JOB: Scale the material below, starting at the line that contains "plume and return the bounding region." and ending at the line that contains "[69,73,140,98]". Write those lines again, requests included, with every bounding-box coordinate in the answers multiplied by 0.7 and rounded to a whole number (halves go up), and leave out the pictures.
** Begin GIVEN RECORDS **
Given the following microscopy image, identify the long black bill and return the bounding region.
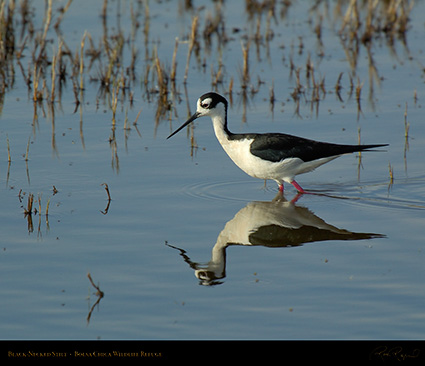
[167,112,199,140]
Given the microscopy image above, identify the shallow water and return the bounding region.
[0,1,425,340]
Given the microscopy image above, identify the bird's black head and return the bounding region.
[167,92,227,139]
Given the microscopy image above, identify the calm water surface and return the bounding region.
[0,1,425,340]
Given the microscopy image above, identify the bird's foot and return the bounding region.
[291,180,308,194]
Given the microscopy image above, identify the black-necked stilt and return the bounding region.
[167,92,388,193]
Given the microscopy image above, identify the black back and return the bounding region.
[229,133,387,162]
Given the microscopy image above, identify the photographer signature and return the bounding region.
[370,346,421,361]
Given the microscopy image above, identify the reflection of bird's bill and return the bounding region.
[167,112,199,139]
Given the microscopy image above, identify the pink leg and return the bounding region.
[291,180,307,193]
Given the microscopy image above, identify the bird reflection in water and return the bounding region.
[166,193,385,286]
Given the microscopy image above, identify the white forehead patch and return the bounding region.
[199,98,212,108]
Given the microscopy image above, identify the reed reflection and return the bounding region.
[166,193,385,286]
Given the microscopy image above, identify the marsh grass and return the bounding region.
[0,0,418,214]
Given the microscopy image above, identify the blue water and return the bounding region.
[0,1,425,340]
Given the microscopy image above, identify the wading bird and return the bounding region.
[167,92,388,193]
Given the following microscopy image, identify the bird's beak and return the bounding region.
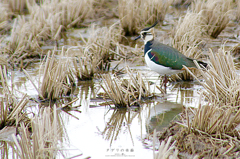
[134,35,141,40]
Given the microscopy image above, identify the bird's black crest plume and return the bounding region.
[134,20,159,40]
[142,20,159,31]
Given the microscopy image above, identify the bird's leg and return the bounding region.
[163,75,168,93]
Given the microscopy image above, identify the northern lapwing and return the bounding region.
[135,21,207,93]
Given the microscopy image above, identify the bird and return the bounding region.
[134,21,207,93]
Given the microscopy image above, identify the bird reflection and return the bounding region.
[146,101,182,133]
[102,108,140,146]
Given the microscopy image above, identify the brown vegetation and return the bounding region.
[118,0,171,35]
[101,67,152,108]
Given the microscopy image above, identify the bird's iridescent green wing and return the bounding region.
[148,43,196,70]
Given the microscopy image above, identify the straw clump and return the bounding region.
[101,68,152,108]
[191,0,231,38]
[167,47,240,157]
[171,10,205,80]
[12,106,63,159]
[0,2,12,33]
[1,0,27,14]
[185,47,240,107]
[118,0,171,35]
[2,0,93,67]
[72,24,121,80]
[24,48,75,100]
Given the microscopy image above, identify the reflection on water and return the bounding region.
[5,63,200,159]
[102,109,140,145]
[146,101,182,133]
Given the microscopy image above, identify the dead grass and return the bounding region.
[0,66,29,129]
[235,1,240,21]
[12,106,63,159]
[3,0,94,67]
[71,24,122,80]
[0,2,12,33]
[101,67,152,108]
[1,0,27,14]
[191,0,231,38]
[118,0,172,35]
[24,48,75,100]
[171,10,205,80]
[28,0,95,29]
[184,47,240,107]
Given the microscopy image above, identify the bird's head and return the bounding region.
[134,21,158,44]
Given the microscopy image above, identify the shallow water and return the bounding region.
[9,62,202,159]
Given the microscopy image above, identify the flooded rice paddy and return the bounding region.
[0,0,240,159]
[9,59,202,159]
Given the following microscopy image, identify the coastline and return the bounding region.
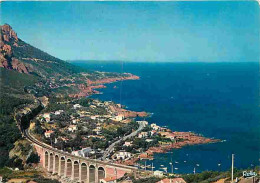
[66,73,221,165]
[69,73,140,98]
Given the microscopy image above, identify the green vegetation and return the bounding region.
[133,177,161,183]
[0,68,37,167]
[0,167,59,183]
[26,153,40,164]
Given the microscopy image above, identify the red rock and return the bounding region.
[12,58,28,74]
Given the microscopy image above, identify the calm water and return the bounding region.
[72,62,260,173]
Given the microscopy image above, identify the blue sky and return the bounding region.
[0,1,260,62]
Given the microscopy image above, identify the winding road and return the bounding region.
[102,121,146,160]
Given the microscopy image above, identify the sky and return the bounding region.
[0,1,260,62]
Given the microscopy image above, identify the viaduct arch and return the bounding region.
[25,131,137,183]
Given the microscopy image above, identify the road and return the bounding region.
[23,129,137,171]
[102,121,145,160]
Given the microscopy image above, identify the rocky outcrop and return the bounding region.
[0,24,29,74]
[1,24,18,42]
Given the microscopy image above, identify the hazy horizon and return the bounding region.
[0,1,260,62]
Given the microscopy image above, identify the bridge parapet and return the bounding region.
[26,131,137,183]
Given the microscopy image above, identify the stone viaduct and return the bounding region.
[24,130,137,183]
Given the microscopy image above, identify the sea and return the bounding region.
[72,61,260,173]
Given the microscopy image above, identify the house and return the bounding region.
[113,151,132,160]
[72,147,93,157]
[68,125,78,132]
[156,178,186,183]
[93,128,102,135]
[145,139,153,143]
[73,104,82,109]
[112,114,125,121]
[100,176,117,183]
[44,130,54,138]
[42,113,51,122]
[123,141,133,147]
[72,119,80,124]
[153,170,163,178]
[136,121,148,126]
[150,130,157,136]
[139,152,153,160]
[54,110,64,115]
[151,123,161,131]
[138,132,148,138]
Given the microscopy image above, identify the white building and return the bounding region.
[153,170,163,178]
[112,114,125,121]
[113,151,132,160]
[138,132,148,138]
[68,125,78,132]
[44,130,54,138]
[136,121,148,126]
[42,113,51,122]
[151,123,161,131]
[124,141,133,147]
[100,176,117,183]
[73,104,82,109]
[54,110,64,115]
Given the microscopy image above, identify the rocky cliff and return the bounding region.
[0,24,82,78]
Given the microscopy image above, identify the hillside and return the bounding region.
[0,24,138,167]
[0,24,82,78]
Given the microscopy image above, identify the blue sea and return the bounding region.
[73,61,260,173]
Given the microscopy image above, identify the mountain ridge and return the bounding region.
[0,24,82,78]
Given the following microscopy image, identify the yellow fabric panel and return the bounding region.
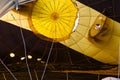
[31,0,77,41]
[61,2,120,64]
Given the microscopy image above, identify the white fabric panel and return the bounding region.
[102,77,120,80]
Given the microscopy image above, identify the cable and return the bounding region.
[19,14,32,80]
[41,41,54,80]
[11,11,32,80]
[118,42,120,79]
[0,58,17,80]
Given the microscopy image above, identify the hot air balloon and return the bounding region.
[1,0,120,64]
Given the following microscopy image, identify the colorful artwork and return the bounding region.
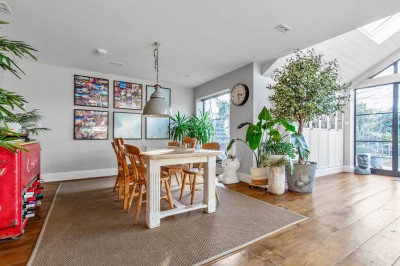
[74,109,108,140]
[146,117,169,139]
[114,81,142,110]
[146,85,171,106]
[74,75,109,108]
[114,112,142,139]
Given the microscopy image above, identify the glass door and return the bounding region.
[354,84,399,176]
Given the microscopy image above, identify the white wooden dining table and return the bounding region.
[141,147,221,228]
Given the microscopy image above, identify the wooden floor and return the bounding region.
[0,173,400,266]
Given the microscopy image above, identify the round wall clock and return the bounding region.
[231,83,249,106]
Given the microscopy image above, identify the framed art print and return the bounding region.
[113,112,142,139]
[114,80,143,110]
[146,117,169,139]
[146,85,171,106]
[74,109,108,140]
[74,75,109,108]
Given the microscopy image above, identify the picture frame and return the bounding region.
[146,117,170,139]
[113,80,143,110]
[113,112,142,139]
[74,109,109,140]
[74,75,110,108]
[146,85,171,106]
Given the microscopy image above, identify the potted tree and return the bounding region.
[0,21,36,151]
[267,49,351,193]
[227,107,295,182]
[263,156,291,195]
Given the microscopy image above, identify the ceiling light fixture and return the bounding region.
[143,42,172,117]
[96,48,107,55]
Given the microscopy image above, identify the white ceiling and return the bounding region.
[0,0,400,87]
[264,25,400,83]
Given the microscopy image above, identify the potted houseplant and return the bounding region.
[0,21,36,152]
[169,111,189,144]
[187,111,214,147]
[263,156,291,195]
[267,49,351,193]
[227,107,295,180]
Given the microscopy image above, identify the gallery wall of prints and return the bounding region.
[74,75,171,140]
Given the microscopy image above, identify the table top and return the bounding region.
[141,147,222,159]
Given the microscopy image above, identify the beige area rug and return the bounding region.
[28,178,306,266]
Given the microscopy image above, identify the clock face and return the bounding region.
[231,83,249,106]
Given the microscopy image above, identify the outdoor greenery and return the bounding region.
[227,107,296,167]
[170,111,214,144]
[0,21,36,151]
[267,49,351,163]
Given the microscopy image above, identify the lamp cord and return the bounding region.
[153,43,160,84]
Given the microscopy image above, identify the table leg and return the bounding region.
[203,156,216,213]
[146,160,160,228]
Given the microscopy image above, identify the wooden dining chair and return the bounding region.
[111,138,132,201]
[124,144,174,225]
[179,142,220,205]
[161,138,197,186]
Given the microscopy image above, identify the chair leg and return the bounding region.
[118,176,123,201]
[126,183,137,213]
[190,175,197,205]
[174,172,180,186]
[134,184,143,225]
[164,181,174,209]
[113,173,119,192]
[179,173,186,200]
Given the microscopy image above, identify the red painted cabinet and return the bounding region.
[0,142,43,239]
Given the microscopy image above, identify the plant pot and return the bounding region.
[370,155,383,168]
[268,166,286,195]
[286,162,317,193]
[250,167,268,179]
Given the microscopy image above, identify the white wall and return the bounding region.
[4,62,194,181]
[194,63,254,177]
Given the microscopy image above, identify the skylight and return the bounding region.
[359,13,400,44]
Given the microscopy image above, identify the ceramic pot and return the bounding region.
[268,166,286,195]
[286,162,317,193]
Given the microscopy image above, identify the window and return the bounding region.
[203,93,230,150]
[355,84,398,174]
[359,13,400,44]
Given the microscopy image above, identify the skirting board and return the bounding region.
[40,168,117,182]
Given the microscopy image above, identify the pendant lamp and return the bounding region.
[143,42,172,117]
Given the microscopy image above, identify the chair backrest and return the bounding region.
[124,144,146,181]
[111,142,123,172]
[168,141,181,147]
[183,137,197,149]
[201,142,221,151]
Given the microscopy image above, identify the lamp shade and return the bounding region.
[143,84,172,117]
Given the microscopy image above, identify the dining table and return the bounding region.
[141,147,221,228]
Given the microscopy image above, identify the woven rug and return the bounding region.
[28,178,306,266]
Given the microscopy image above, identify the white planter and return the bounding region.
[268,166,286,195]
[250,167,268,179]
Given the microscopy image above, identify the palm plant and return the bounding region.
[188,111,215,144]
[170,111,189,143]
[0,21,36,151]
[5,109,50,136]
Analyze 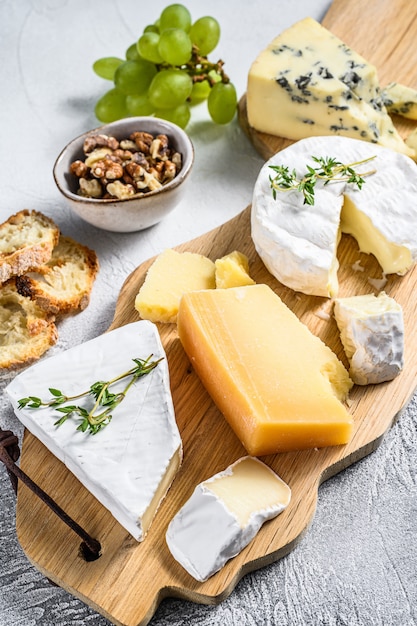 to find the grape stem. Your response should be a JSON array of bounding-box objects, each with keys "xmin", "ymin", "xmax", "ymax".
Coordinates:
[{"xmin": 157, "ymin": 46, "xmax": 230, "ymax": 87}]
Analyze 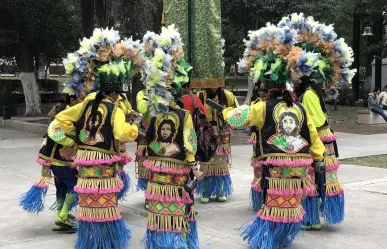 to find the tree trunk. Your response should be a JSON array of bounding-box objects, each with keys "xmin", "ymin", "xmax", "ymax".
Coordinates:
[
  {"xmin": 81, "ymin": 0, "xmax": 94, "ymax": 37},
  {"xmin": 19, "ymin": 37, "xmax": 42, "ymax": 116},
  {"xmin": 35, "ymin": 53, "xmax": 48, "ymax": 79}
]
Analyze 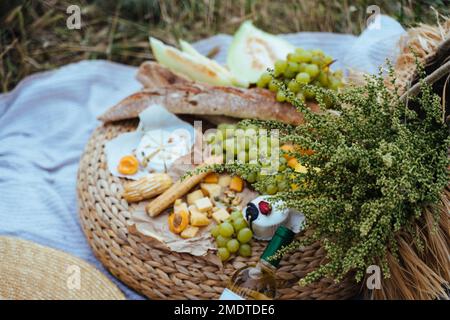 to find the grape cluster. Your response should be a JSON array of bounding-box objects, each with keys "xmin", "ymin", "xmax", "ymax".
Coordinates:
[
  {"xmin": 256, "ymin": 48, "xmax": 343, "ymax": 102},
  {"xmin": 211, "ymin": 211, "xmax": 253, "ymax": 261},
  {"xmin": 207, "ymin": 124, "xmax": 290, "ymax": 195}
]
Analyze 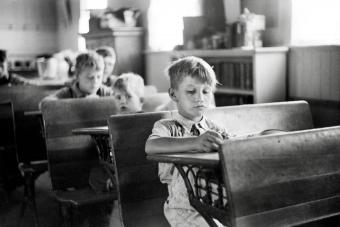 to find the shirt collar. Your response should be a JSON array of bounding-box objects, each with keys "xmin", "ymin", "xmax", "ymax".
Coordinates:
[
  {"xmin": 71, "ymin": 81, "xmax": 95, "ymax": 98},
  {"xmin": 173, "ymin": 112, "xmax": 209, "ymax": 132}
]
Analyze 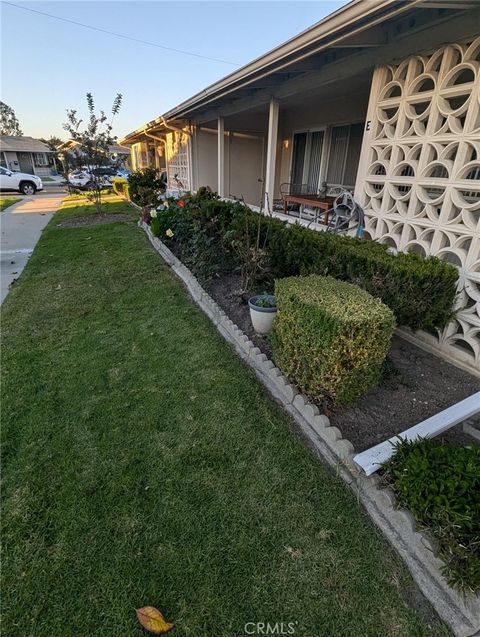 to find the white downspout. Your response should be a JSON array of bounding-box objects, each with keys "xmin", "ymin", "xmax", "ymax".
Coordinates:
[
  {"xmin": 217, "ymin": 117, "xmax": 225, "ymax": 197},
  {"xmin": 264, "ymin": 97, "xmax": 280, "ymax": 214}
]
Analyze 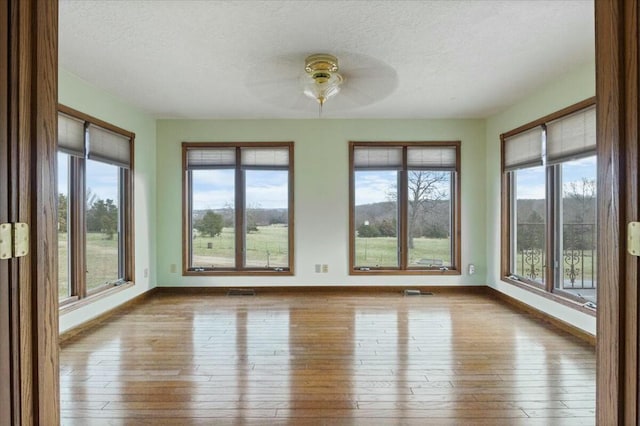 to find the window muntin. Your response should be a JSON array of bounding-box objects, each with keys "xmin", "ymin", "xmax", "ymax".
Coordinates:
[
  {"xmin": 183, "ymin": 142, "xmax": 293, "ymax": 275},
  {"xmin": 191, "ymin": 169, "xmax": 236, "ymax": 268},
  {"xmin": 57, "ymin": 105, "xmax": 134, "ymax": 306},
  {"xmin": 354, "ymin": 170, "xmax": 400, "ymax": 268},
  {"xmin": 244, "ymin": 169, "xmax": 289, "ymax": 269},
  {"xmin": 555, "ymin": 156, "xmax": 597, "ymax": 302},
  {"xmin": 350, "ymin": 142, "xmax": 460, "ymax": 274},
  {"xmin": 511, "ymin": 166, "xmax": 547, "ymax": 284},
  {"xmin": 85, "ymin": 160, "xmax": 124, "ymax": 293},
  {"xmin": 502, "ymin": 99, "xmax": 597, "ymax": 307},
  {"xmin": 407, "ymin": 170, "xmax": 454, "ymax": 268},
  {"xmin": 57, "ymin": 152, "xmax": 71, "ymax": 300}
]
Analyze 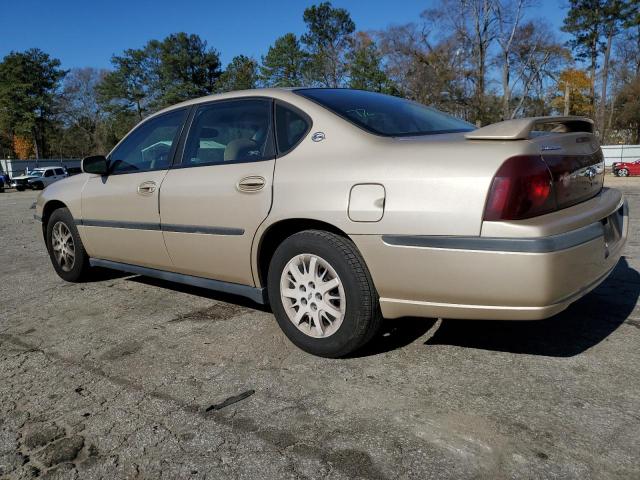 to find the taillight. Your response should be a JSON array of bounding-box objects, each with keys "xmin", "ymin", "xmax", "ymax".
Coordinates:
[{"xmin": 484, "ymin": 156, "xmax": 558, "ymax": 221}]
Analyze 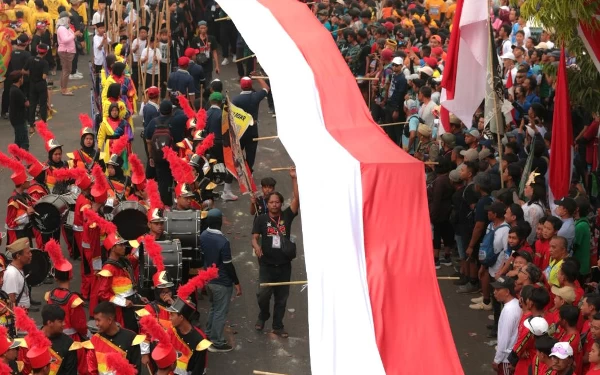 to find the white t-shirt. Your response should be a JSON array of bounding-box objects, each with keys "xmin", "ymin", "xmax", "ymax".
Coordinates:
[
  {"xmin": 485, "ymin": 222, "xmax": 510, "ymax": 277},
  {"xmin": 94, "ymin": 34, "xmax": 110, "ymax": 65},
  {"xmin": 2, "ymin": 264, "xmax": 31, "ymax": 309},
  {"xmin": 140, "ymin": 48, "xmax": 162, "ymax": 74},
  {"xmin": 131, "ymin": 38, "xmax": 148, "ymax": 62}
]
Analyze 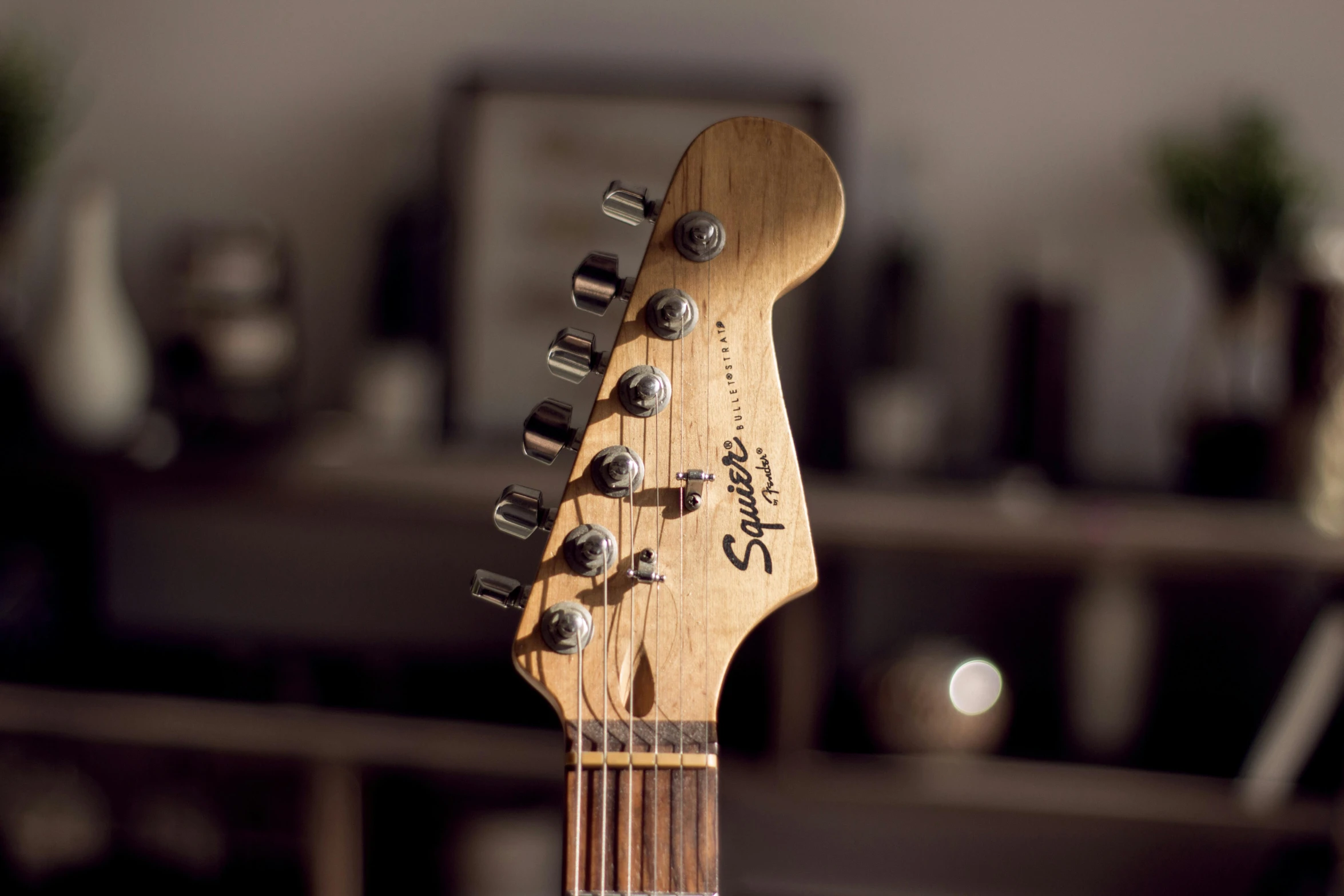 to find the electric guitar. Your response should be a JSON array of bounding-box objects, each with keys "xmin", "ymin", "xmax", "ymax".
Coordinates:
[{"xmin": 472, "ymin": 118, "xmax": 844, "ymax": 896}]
** End GIVEN RECORDS **
TASK SOLUTION:
Given the microscopy image above, identify the bird's black crest plume and return the bounding region.
[94,14,111,28]
[99,14,111,22]
Given the microscopy image above, identify the bird's leg and return the bounding region.
[114,53,118,65]
Given the microscopy image above, identify the northern lapwing and return the bounding region.
[95,15,145,65]
Given the microscopy image above, identify the bird and return the bounding region.
[94,15,145,65]
Given the microscopy image above, identify the bird reflection and return the bounding region.
[102,71,127,93]
[71,76,98,102]
Given the microscopy image above, identify the brown vegetation and return the bounding region.
[83,0,120,25]
[71,47,106,76]
Given the microscopy image above, identify the bird's iridescent green wing and return the bounding region.
[104,30,137,49]
Given the microscopy image above, identify the straw clump and return the bounding region.
[71,48,106,76]
[134,0,162,27]
[117,33,168,110]
[120,7,144,56]
[8,74,44,111]
[0,1,8,23]
[1,0,19,10]
[130,33,168,75]
[83,0,120,25]
[1,0,65,47]
[50,17,85,56]
[17,34,53,70]
Given the microscopy image above, identify the reflection on water and return the bounding region.
[4,44,140,111]
[71,76,98,102]
[102,71,127,93]
Given the microscopy image above, identify the dead grass and return the bounding region.
[0,46,20,90]
[165,1,168,15]
[8,74,44,111]
[2,0,66,47]
[50,17,85,56]
[0,1,8,23]
[71,47,106,76]
[1,0,19,10]
[134,0,162,27]
[83,0,120,25]
[17,34,53,70]
[120,7,144,56]
[20,0,67,20]
[129,33,168,75]
Given the microscopy image above, identify the bird's head and return the bounding region.
[94,15,111,31]
Given the microscopy image above, identify the shallow water and return the bounding region.
[6,43,141,111]
Given the microscopy image above, identify the flooded rice paddy and return the bounding region.
[0,0,168,111]
[6,41,141,111]
Given the following microscopy image, identify the coastline and return the bounding region.
[46,51,155,116]
[48,51,98,69]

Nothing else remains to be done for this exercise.